* _EXERCISE OBJECTIVE_: Rewrite every line of the records below as a Markdown table with the columns "Row" and "Line", numbering the rows and leaving out blank lines.

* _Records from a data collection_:

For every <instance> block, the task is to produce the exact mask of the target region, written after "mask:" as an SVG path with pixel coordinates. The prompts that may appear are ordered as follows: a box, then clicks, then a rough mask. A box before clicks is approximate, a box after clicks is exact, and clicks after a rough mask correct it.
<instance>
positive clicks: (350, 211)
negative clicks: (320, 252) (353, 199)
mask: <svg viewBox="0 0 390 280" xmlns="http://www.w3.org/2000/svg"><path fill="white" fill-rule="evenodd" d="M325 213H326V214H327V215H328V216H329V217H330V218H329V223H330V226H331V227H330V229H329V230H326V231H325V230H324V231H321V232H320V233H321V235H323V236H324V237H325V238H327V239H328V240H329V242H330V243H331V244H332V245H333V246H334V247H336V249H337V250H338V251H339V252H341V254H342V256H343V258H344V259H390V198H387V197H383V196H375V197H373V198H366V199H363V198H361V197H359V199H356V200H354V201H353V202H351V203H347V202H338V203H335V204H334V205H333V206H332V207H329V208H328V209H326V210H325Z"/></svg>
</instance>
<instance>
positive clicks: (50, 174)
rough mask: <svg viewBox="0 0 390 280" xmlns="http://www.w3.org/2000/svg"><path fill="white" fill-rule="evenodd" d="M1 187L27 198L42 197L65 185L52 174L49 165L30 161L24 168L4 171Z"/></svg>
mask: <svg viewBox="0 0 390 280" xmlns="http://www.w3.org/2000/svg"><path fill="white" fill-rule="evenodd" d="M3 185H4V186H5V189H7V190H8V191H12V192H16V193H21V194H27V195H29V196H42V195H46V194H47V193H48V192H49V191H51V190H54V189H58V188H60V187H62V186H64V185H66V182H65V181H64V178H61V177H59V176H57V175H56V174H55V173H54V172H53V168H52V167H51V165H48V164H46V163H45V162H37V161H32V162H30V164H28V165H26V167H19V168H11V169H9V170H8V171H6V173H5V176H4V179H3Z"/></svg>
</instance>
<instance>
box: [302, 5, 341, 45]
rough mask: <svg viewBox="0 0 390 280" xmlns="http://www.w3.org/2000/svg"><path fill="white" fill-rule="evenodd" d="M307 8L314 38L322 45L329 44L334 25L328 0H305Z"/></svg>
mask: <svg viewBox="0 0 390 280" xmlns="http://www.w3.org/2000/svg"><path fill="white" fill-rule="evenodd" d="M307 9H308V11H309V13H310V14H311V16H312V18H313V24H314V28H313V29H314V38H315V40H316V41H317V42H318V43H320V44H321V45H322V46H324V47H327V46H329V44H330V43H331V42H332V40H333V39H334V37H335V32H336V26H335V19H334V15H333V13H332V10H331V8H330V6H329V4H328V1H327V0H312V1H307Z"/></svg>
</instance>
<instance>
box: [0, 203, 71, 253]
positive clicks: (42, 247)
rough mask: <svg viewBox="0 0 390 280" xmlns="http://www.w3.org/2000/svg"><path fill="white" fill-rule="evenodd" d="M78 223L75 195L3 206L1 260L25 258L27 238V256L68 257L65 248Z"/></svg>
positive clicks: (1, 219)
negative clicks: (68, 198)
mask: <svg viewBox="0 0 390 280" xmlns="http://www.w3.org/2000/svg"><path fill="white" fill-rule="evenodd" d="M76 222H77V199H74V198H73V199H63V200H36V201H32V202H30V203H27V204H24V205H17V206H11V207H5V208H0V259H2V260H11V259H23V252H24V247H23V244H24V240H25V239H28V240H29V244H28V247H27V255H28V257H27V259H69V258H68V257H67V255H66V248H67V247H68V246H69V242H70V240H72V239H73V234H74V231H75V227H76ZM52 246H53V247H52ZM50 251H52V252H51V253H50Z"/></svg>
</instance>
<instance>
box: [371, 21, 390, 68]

* _FINISHED TASK_:
| Row | Line |
|---|---|
| 1 | For every <instance> block, the task is to produce the exact mask of the target region, written after "mask:" as an SVG path with pixel coordinates. The prompts that may appear are ordered as follows: a box, then clicks, then a rough mask. A box before clicks is approximate, a box after clicks is exact, and clicks after a rough mask correct it. |
| 2 | <instance> |
| 3 | positive clicks: (350, 211) |
| 4 | negative clicks: (320, 252) (353, 199) |
| 5 | mask: <svg viewBox="0 0 390 280" xmlns="http://www.w3.org/2000/svg"><path fill="white" fill-rule="evenodd" d="M325 213H326V214H327V215H328V216H329V217H330V218H329V223H330V226H331V227H330V229H329V230H326V231H325V230H324V231H321V232H320V233H321V235H323V236H324V237H325V238H327V239H328V240H329V242H330V243H331V244H332V245H333V246H334V247H336V249H337V250H338V251H339V252H341V254H342V256H343V258H344V259H390V198H387V197H383V196H375V197H373V198H366V199H363V198H361V197H359V199H356V200H354V201H353V202H351V203H347V202H338V203H335V204H334V205H333V206H332V207H329V208H328V209H326V210H325Z"/></svg> |
| 6 | </instance> |
| 7 | <instance> |
| 8 | positive clicks: (50, 174) |
| 9 | rough mask: <svg viewBox="0 0 390 280" xmlns="http://www.w3.org/2000/svg"><path fill="white" fill-rule="evenodd" d="M1 187L27 198L42 197L65 185L52 174L49 165L30 161L24 168L4 171Z"/></svg> |
| 10 | mask: <svg viewBox="0 0 390 280" xmlns="http://www.w3.org/2000/svg"><path fill="white" fill-rule="evenodd" d="M3 185H4V186H5V189H7V190H8V191H12V192H16V193H21V194H27V195H29V196H42V195H46V194H47V193H48V192H49V191H51V190H54V189H58V188H60V187H62V186H64V185H66V182H65V181H64V178H61V177H59V176H57V175H56V174H55V173H54V172H53V168H52V167H51V165H48V164H46V163H45V162H37V161H32V162H30V164H28V165H26V167H19V168H11V169H9V170H8V171H6V173H5V176H4V179H3Z"/></svg> |
| 11 | </instance> |
| 12 | <instance> |
| 13 | box: [302, 5, 341, 45] |
| 14 | rough mask: <svg viewBox="0 0 390 280" xmlns="http://www.w3.org/2000/svg"><path fill="white" fill-rule="evenodd" d="M307 8L314 38L322 45L329 44L334 25L328 0H305Z"/></svg> |
| 15 | mask: <svg viewBox="0 0 390 280" xmlns="http://www.w3.org/2000/svg"><path fill="white" fill-rule="evenodd" d="M307 9H308V11H309V13H310V14H311V16H312V18H313V24H314V28H313V29H314V38H315V40H316V41H317V42H318V43H320V44H321V45H322V46H324V47H327V46H329V44H330V43H331V42H332V40H333V39H334V37H335V32H336V26H335V19H334V15H333V13H332V10H331V8H330V6H329V4H328V1H327V0H312V1H307Z"/></svg> |
| 16 | </instance> |
| 17 | <instance> |
| 18 | box: [0, 203, 71, 253] |
| 19 | positive clicks: (42, 247) |
| 20 | rough mask: <svg viewBox="0 0 390 280" xmlns="http://www.w3.org/2000/svg"><path fill="white" fill-rule="evenodd" d="M78 223L75 195L3 206L1 260L25 258L27 238V256L68 257L65 248Z"/></svg> |
| 21 | positive clicks: (1, 219) |
| 22 | negative clicks: (68, 198) |
| 23 | mask: <svg viewBox="0 0 390 280" xmlns="http://www.w3.org/2000/svg"><path fill="white" fill-rule="evenodd" d="M76 222H77V199H74V198H73V199H63V200H36V201H32V202H30V203H27V204H24V205H17V206H11V207H5V208H0V259H2V260H11V259H23V252H24V247H23V244H24V240H25V239H28V240H29V244H28V247H27V255H28V257H27V259H69V258H68V257H67V255H66V248H67V247H68V246H69V242H70V240H72V239H73V234H74V231H75V227H76ZM52 246H53V247H52ZM50 251H52V252H51V253H50Z"/></svg> |
| 24 | </instance> |
| 25 | <instance> |
| 26 | box: [371, 21, 390, 68] |